EXTRACT PROVIDED: Begin

In the car on the way home from work I had sooooo much to say! Then I ate waffles and now I'm in a food coma and all I want to do is play Rock Band. Also, Troy is watching a video of Kevin Smith doing stand up comedy and it's very distracting.
Anyway, I had a good weekend. We had to pick up Tula at mom's work early on Saturday. We ended up going for a hike on the Sandy River Delta so that Tula could burn some energy before we brought her home (otherwise she chews everything and is difficult to manage). It was really nice, there were a LOT of dogs there. It tired us out though!
I want to talk about Tula for a minute. She stresses me out. She has stranger danger issues, so she growls at people she doesn't know when they invade her space. She seems to do better when she is out and about, like on our hike plenty of people passed us, but she only slightly growled at one. I also take her to daycare on Mondays (not the one I share my work with, she seems to do better at another place that has a large outside area), and she did growl at the staff members at first, but they were so good and patient she now goes there and loves it and is totally comfortable. However, I took her to puppy class on Monday evening and she really had a hard time. She growled at everyone and I could tell they were all nervous which really stresses me out. As a Mastiff mix, she's a big girl and I can't blame other people for being scared, but it makes me sad when other people think she's dangerous. Especially at this point when I can't rule out that she's not, there is possibility she could bite someone, hence puppy classes. The puppy class trainer is going to call me tomorrow, and I think she'll kick me out of class and tell me to do one-on-one training. I'm happy to do that, I'm just disappointed that Tula can't handle group classes. I didn't know initially how much of a problem child she actually is, I would have re-thought the adoption as I really don't have the skills to handle this. Luckily, I have resources to gain the skills, and I love her enough to be willing to do whatever I can to get her over her fears. It's just, man, it's stressful!

EXTRACT PROVIDED: End

> [INSTRUCTIONS]:
1: From the post about Tula above, extract the passage from "In the car on" up to and including "us out though!".
2: Extend the blog post about Tula above, picking up after its final sentence.

DATA EXCERPTS: Begin

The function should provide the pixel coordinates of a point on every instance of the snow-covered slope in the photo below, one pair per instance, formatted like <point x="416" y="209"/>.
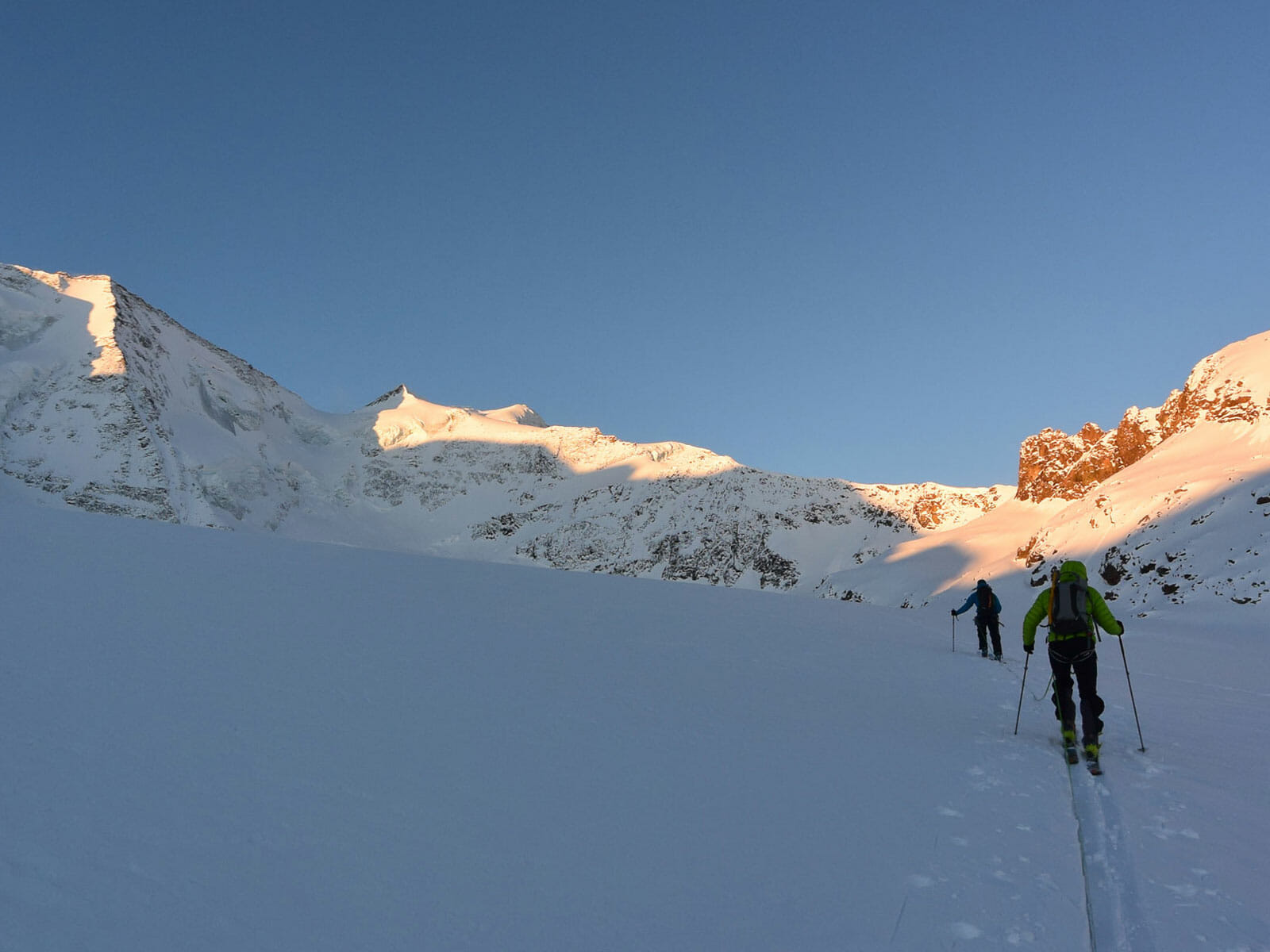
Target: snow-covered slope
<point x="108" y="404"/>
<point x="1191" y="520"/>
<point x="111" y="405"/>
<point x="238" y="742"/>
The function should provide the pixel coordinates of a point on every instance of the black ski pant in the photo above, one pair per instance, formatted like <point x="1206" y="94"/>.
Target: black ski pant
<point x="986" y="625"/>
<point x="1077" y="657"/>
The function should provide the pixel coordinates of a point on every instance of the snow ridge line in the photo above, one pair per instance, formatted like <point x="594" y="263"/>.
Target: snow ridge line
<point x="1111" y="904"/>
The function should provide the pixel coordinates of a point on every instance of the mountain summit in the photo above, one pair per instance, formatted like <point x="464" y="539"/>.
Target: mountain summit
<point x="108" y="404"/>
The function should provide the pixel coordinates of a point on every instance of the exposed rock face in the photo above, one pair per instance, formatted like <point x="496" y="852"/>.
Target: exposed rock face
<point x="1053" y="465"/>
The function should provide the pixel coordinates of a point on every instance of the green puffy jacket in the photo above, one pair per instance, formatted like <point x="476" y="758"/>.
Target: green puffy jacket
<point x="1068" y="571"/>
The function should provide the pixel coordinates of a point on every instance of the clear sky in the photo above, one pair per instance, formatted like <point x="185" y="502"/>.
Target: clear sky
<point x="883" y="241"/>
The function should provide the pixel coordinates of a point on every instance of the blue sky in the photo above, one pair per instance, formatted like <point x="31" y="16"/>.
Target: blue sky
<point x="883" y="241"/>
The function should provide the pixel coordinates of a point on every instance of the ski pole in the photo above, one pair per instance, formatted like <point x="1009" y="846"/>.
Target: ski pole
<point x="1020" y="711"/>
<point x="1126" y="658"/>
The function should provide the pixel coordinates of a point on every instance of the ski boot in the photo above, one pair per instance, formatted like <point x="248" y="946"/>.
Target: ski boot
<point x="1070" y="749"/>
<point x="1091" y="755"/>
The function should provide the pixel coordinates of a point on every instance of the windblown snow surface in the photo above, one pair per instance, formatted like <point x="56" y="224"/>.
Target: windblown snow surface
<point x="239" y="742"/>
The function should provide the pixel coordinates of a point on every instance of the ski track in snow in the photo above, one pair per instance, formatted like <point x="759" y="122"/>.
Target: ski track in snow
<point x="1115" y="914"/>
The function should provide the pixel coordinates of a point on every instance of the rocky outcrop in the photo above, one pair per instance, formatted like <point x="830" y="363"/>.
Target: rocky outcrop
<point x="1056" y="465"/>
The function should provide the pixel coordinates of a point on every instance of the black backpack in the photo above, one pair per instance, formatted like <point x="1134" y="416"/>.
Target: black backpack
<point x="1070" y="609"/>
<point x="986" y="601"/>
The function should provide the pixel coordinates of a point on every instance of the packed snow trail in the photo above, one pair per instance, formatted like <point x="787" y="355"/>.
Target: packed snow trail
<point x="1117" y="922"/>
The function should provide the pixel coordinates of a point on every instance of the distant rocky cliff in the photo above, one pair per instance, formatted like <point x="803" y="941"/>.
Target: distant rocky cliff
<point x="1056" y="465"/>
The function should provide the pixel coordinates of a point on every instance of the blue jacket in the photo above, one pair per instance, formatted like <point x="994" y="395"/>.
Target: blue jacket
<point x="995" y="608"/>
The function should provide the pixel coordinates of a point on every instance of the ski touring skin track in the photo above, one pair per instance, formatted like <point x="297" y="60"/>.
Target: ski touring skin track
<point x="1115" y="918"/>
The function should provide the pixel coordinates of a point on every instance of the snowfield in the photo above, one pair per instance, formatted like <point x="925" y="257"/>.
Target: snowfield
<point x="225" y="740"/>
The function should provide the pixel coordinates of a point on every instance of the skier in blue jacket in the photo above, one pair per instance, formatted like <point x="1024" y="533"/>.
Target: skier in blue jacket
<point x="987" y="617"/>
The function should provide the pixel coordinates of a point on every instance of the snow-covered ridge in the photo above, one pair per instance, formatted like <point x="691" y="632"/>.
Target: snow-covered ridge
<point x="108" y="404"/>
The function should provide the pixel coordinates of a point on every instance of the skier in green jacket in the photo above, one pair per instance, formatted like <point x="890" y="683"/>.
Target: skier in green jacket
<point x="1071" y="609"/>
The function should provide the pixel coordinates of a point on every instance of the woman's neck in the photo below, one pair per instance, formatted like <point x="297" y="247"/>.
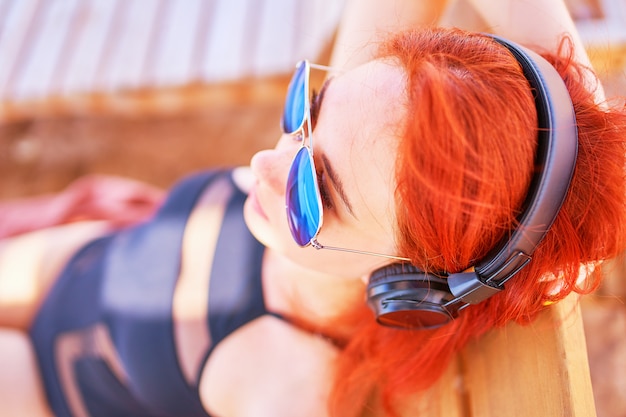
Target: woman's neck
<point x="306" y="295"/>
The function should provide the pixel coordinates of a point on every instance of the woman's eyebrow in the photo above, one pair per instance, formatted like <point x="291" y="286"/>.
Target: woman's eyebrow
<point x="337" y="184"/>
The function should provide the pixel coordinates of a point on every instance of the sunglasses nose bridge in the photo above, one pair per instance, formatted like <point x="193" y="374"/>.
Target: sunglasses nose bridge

DATA EXCERPTS: End

> [WRITTEN ANSWERS]:
1:
In the car on the way home from work I had sooooo much to say! Then I ate waffles and now I'm in a food coma and all I want to do is play Rock Band. Also, Troy is watching a video of Kevin Smith doing stand up comedy and it's very distracting.
Anyway, I had a good weekend. We had to pick up Tula at mom's work early on Saturday. We ended up going for a hike on the Sandy River Delta so that Tula could burn some energy before we brought her home (otherwise she chews everything and is difficult to manage). It was really nice, there were a LOT of dogs there. It tired us out though!

2:
I'm going with my mom to see a psychic on Saturday. I've been to her a couple of times, and I am still confused as to what I believe, but regardless, it's comforting to go to someone and be reassured that life isn't out of control. It's like a therapy session....if the therapist believes they are speaking to you through angels. Like I said, I'm confused, she might be.
But I don't believe in God. I don't want to offend anyone, but I want to say, clearly, that I don't believe in it. I don't get to announce that very often. But this is my blog and I can say what I want without feeling judged. So there you have it, America, I'm possibly an atheist (or not, depending on the angel thing).